**TESTO DI PARTENZA**
A Pietro è mancata la capacità di distinguersi, di differenziarsi dal paradigma che giudicava sbagliato: ha saputo distruggere, ma non creare o costruire qualcosa di nuovo. Ha vissuto una grande vita di pensiero: ma questi pensieri non sono stati esternati nel romanzo. Quali siano stati è e rimane un mistero.
Per ogni essere vivente, che non fosse “Ghìsola” (si virgoletta, perché non era la reale Ghìsola, ma la sua “interpretazione” di lei), ha nutrito avversione o indifferenza, osservando il mondo con “mansuetudine mistica” (p. 96: cosa significherà mai?), sognando qualcosa di “nuovo ed insolito” che non sa nominare.
Ghìsola è un’adorabile bugiarda, sin dall’adolescenza. Sinceramente egoista, è sensuale, provocante e astuta e non conosce scrupolo. Sa mentire con tempismo e femminile maestria. È maestra d’opportunismo e ogni suo sorriso è miele velenoso; è ambiziosa e ostinata, e vuole – come scrive Tozzi – fare “il comodo suo” (p. 55). Qual è, allora, il suo limite? Quello d’aver sbagliato secolo e società, per così dire: questo romanzo ci regala, forse involontariamente, una figura femminile totalmente emancipata e condannata alla corruzione soltanto dalla mediocrità e dal moralismo del suo tempo; e lo sfortunato protagonista conclude la sua parabola tornando, (congetturiamo) sul letto – ad occhi chiusi. E a mani vuote.

[Estratti di dati di etichettatura di luoghi]
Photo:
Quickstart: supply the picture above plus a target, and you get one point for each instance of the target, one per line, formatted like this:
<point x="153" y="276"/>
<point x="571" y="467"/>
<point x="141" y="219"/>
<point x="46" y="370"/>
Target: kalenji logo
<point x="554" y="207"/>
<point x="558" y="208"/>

**CONSEGNA**
Ribattezza "Pietro" in "Piero" e riscrivi il commento al romanzo a partire dalle parole che contengono "A Pietro è mancata", fermandoti dopo "non sa nominare.".

**SOLUZIONE**
A Piero è mancata la capacità di distinguersi, di differenziarsi dal paradigma che giudicava sbagliato: ha saputo distruggere, ma non creare o costruire qualcosa di nuovo. Ha vissuto una grande vita di pensiero: ma questi pensieri non sono stati esternati nel romanzo. Quali siano stati è e rimane un mistero.
Per ogni essere vivente, che non fosse “Ghìsola” (si virgoletta, perché non era la reale Ghìsola, ma la sua “interpretazione” di lei), ha nutrito avversione o indifferenza, osservando il mondo con “mansuetudine mistica” (p. 96: cosa significherà mai?), sognando qualcosa di “nuovo ed insolito” che non sa nominare.